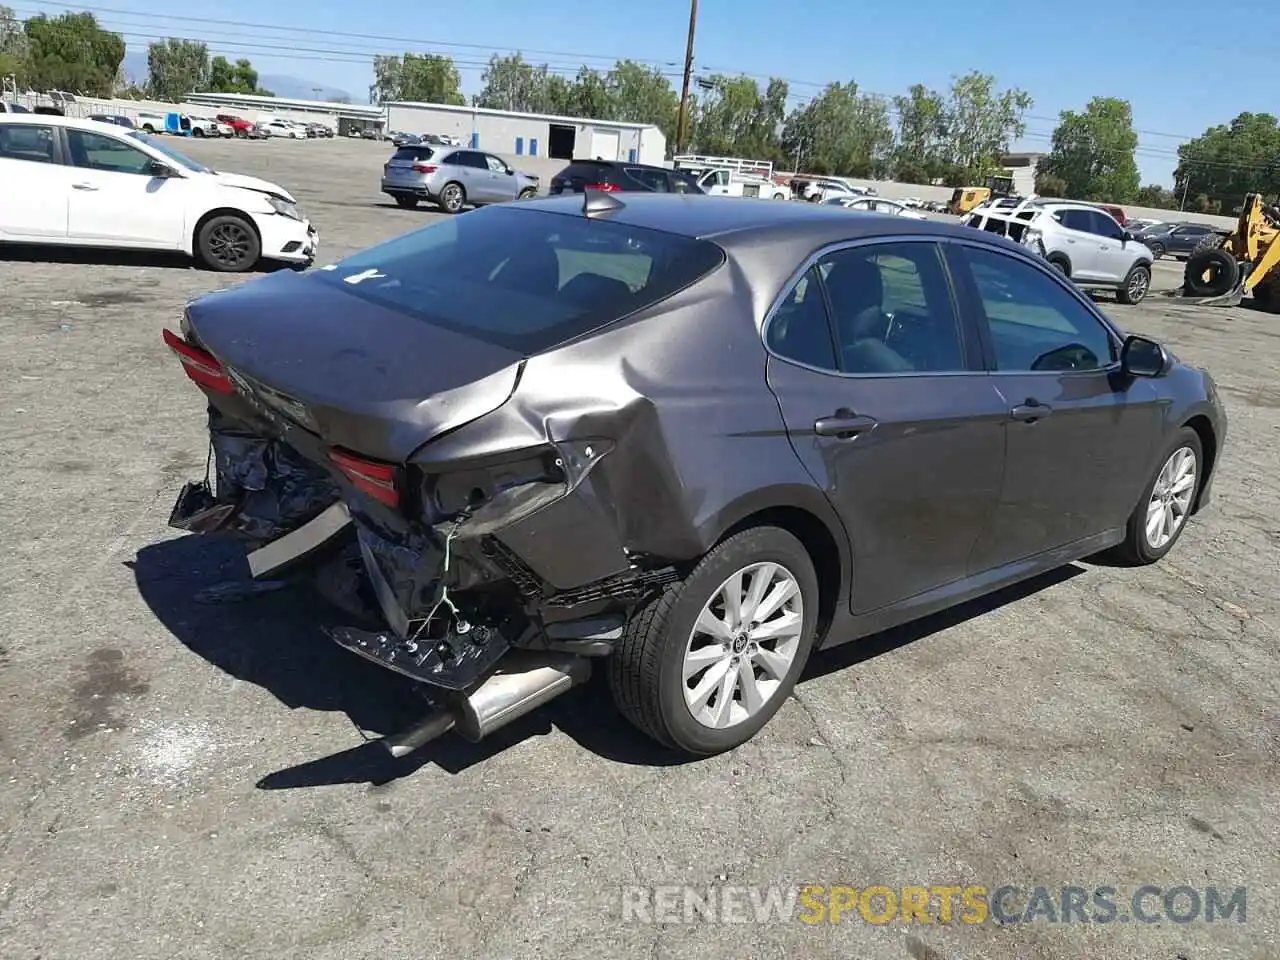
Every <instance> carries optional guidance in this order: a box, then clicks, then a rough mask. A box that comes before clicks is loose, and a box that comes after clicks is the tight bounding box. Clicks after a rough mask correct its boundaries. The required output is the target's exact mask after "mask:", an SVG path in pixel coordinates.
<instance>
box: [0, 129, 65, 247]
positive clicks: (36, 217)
mask: <svg viewBox="0 0 1280 960" xmlns="http://www.w3.org/2000/svg"><path fill="white" fill-rule="evenodd" d="M72 174H73V170H70V169H69V168H67V166H64V165H63V164H61V151H60V148H59V142H58V138H56V136H55V133H54V128H52V127H46V125H44V124H40V123H3V124H0V237H6V238H9V239H27V241H37V242H38V241H46V242H52V241H64V239H67V204H68V196H69V193H70V186H72Z"/></svg>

*Exercise:* If a line of the records contains the word "instance", count it; give only the total.

*Response area:* 2